━━━━━ SOURCE EXTRACT

14 March 2017

The West Hawaii Today reports

And even better here he is playing his Guitalele to relax you before you move onto the story.

‘Cannabis’ more accurate label than ‘marijuana,’ state lawmaker says

HILO — A bill to replace the term “medical marijuana” with “medical cannabis” in state law is moving through the Legislature, though most other marijuana-related measures have died.

Senate Bill 786, introduced by state Sen. Mike Gabbard, D-Oahu, says the word “marijuana” originated as a “slang term” and carries “prejudicial implications rooted in racial stereotypes” from the early 20th century when the drug was first criminalized in the United States. “Cannabis” is a more accurate term, the bill says, and carries “no such negative connotations.”

If passed, the word change would affect state statute, Hawaii Administrative Rules and require the state Department of Health to revise all its documents, letterheads and websites to conform.

The bill is co-sponsored by state Sen. Russell Ruderman, D-Puna. Earlier this week, it crossed over to the House.

Other marijuana measures moving forward include:

• Senate Bill 305, introduced by state Sen. Rosalyn Baker, D-Maui, would require dispensaries to retain video footage and recordings of their operations for at least 45 days.

━━━━━━━━━━

WORK INSTRUCTIONS:
**a)** According to the news report, for at least how many days would Senate Bill 305 require dispensaries to keep video footage of their operations?
**b)** Retype the part of the news report between "Other marijuana measures" and "least 45 days.", inclusive.

━━━━━ MATERIAL SUPPLIED

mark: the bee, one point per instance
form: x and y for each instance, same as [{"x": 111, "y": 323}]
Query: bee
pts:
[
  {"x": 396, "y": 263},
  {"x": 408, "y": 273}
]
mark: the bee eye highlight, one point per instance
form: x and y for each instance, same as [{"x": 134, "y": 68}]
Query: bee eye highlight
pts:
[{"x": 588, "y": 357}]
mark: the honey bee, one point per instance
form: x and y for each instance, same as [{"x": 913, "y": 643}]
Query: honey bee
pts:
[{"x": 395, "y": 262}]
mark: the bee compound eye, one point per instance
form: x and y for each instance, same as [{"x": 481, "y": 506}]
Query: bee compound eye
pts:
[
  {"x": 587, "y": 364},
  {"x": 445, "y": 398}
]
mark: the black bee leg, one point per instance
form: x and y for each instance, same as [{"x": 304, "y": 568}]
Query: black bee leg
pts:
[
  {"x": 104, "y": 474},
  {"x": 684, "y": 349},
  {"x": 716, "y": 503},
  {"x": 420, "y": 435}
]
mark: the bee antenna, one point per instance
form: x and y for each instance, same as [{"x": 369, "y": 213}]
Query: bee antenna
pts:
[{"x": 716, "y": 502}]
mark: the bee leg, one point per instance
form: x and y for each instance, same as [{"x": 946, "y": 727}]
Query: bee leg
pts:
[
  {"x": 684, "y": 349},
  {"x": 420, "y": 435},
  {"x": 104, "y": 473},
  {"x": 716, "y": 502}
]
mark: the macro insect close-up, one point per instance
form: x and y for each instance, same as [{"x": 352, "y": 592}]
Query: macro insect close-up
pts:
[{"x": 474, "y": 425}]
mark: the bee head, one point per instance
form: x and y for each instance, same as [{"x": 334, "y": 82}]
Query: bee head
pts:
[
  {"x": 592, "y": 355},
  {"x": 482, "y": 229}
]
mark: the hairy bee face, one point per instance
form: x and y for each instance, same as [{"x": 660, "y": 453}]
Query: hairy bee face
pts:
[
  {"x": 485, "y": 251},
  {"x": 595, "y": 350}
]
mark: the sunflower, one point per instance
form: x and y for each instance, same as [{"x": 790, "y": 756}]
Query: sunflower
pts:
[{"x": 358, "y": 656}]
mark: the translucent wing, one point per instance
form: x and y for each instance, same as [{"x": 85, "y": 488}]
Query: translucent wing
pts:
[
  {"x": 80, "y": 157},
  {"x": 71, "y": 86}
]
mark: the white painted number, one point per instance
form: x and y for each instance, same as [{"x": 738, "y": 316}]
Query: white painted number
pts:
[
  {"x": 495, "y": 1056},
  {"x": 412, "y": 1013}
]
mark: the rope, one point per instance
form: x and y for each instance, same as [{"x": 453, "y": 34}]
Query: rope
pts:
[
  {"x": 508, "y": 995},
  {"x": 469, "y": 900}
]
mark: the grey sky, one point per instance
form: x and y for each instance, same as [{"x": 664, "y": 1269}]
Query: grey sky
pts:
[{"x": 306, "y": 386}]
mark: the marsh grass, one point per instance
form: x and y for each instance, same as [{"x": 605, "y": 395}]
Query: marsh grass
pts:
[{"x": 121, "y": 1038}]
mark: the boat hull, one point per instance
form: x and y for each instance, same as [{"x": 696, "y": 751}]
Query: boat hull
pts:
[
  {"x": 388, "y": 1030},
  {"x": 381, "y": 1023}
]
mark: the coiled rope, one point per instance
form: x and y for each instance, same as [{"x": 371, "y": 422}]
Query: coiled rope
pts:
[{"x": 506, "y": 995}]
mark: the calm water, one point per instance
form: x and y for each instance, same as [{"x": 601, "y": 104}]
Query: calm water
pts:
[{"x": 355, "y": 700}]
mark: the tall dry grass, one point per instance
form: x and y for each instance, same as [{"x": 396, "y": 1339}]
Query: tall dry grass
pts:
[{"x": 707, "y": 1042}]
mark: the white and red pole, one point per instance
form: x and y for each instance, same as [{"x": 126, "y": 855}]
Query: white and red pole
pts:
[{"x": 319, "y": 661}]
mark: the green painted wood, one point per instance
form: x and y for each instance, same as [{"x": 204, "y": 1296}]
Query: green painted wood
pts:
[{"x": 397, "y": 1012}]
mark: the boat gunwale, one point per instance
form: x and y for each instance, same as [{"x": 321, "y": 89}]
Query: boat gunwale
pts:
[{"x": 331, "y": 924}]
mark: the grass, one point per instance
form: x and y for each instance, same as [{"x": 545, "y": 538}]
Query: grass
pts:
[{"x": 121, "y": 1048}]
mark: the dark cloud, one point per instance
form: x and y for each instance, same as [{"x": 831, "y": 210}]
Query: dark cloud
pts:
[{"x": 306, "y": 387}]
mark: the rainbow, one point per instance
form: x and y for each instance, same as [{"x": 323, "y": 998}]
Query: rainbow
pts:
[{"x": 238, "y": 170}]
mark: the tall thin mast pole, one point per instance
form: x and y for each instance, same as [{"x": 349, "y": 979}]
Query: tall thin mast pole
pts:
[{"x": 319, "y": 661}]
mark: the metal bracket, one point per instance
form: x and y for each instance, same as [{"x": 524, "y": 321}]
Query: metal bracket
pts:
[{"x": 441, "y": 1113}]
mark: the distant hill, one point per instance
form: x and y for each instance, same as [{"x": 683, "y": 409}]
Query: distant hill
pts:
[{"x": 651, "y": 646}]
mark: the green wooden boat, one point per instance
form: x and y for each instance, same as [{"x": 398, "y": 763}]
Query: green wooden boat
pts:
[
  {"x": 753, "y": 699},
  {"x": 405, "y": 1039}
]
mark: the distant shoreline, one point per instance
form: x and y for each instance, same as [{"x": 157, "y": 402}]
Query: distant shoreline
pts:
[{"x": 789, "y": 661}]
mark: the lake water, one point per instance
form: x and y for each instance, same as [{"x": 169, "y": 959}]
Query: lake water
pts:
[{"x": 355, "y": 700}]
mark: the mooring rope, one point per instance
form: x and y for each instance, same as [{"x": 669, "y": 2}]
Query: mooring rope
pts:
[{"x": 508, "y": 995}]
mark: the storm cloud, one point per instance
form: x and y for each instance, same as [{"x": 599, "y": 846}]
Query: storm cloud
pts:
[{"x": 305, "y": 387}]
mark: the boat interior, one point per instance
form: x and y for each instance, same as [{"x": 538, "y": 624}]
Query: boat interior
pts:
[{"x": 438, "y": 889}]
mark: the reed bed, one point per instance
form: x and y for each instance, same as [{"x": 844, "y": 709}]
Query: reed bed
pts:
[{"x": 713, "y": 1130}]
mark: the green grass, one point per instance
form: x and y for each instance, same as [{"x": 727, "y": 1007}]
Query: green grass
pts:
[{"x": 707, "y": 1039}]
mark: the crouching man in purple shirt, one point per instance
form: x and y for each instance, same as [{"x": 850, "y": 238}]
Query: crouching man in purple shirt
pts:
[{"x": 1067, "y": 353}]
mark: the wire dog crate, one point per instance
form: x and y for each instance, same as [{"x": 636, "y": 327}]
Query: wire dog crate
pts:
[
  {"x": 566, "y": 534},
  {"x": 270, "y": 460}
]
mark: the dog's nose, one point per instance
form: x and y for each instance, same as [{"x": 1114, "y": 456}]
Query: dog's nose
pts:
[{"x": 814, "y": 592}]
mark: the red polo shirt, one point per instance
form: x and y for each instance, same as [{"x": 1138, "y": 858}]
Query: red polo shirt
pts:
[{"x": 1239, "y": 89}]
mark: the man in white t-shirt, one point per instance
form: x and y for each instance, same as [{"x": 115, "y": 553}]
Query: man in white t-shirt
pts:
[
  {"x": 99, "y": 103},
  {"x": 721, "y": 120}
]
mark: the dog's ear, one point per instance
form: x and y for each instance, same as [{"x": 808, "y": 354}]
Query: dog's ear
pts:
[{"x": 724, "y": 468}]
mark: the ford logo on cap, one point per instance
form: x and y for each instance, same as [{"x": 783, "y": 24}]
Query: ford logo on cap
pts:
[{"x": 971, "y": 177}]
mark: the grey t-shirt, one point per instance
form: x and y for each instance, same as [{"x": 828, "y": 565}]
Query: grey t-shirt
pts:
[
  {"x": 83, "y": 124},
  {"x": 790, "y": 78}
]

━━━━━━━━━━

ANSWER SECTION:
**a)** At least 45 days.

**b)**
Other marijuana measures moving forward include:

• Senate Bill 305, introduced by state Sen. Rosalyn Baker, D-Maui, would require dispensaries to retain video footage and recordings of their operations for at least 45 days.